#### Exercise description
Omit the pictures and output exactly the lines from the start of the entries through the line containing "Query: apartment window".

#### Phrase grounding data
※ ※ ※
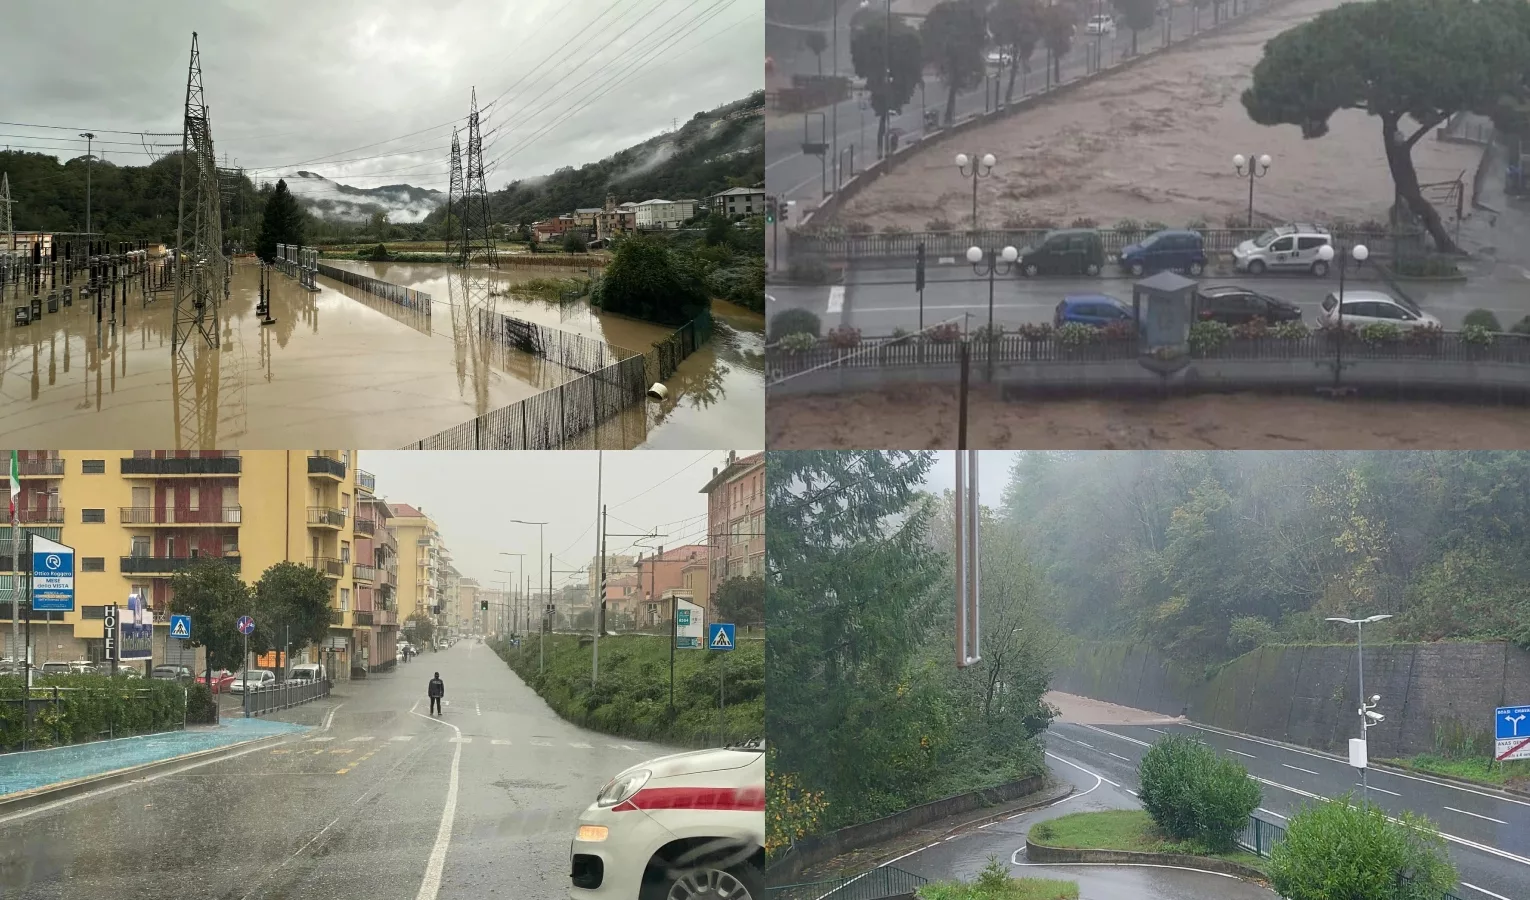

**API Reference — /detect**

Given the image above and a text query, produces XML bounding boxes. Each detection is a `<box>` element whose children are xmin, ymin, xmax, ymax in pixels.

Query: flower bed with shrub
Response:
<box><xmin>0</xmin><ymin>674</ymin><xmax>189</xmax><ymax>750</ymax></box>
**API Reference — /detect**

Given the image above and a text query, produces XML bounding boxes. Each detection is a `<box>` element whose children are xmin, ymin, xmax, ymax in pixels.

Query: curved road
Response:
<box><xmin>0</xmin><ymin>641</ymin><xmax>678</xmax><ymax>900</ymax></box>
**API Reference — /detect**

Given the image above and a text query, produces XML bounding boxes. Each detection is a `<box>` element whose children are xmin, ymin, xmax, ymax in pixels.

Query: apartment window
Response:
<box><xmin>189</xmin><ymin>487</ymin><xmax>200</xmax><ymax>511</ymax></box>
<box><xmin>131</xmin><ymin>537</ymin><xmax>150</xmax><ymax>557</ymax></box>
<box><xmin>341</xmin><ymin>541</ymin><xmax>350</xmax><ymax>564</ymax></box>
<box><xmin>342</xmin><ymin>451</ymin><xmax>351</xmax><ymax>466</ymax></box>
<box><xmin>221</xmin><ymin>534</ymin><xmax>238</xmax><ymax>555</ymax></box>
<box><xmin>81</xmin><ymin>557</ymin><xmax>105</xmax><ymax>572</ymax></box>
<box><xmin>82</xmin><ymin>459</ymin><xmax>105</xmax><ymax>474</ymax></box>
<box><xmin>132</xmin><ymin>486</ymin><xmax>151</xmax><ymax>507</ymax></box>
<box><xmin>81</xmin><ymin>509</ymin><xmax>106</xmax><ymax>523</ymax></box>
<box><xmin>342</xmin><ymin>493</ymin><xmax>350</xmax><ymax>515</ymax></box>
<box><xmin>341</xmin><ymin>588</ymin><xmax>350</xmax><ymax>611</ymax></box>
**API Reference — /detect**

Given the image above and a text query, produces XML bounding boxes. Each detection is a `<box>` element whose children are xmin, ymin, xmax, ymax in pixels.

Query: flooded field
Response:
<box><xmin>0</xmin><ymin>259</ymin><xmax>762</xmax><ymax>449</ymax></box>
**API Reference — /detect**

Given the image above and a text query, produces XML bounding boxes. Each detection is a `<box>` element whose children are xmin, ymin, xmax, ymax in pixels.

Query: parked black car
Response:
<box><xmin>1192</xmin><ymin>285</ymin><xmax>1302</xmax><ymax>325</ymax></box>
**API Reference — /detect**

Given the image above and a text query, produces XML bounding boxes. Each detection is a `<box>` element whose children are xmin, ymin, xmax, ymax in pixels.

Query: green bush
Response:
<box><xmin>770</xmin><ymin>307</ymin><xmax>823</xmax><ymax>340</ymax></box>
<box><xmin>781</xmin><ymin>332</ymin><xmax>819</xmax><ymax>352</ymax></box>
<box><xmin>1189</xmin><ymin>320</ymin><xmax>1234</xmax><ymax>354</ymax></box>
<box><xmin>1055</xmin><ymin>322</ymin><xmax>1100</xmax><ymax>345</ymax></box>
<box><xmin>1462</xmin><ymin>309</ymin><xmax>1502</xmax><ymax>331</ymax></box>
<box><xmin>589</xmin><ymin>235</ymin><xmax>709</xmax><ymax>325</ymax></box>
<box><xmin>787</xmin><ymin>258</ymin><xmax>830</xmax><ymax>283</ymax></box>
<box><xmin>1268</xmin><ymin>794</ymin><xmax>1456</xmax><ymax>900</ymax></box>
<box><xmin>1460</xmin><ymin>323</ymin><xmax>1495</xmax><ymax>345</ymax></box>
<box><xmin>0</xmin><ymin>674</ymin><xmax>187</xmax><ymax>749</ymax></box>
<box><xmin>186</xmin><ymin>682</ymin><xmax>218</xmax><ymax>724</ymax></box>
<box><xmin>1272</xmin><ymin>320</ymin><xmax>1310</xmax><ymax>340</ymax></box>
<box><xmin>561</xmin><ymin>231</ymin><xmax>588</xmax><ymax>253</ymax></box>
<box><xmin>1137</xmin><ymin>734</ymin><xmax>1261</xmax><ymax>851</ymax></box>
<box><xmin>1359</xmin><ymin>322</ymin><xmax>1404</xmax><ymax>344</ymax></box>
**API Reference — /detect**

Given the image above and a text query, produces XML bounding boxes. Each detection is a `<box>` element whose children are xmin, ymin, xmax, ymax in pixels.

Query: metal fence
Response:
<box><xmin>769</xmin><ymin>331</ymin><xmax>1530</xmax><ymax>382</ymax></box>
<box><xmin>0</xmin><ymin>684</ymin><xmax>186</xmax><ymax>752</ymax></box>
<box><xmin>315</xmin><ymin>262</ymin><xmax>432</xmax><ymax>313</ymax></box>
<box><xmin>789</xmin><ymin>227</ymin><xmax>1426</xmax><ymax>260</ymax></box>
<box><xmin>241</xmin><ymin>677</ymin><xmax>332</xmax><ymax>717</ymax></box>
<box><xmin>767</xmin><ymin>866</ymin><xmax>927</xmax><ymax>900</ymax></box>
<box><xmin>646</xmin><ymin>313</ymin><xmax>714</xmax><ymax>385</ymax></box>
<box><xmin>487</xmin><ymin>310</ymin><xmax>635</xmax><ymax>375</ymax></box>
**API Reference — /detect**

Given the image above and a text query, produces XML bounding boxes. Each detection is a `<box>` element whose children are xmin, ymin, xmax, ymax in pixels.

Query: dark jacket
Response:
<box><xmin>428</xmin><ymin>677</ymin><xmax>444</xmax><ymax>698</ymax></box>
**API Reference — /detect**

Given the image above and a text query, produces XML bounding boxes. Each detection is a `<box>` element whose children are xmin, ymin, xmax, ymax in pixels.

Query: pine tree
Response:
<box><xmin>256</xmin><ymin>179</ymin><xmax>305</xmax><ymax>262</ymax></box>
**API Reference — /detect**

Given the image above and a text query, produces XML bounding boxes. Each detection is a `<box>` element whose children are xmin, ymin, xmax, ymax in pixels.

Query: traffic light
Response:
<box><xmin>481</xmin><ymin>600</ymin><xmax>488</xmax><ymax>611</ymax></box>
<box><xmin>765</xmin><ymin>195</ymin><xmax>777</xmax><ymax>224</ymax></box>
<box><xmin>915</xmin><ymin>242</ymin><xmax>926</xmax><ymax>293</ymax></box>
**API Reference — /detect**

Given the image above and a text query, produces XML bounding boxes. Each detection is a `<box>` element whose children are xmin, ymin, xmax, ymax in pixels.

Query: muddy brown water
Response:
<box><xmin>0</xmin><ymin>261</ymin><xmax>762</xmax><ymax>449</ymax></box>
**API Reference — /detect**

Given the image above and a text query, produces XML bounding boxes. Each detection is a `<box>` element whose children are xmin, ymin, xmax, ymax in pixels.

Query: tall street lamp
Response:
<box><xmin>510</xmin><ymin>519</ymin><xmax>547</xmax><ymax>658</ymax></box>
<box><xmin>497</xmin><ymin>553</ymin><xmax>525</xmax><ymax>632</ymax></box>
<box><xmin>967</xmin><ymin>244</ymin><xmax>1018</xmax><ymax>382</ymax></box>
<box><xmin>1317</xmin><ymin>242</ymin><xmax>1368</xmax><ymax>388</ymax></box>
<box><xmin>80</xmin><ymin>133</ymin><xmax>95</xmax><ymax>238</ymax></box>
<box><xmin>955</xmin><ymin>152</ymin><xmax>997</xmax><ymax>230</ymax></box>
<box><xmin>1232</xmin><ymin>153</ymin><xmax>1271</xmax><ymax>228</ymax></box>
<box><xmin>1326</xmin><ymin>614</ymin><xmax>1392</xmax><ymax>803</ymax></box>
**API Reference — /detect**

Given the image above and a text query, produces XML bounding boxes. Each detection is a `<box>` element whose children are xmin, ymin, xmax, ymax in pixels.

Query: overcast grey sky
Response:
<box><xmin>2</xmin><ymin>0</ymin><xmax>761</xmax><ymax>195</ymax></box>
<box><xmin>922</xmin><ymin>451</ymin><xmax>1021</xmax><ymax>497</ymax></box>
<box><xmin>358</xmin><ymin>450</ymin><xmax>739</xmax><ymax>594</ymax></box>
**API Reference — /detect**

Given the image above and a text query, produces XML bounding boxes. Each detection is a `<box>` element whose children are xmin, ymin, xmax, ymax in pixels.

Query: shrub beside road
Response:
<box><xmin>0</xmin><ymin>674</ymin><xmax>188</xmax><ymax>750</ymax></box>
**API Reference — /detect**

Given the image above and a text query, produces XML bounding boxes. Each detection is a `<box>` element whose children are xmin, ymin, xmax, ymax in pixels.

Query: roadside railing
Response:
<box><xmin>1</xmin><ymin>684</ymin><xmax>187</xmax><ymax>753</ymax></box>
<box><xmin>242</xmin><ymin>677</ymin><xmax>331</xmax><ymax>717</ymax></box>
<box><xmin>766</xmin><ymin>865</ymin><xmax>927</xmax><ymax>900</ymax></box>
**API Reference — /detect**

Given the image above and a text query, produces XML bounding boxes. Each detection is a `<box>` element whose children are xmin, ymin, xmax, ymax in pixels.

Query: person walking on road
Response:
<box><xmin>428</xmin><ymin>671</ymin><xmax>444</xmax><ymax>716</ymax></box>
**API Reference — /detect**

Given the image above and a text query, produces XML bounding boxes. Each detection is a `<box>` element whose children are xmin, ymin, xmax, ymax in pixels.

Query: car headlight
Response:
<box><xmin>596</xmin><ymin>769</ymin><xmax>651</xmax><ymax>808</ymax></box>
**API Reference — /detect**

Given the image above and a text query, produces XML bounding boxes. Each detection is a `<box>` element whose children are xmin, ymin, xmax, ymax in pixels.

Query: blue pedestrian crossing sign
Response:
※ ※ ※
#### Exercise result
**API Reference — /detect**

Given the image above and a text query, produces XML bounding boxes. Each detection is a `<box>` element whose children are xmin, ymin, xmax, ymax in pixels.

Query: flower bed with shrub
Response:
<box><xmin>0</xmin><ymin>674</ymin><xmax>189</xmax><ymax>750</ymax></box>
**API Reference — /detect**

Given the image above and a text query, produces XML bounding boxes. Each detection is a `<box>` element whose children are xmin, ymin, xmax, ymax in pixels.

Query: curved road
Response:
<box><xmin>0</xmin><ymin>641</ymin><xmax>678</xmax><ymax>900</ymax></box>
**API Reference — /detect**

Given the image above and a text query, produces XML bounding boxes. Each detection is a `<box>` element whose children are xmin, ymin, xmax, ymax in pixels.

Query: apartment window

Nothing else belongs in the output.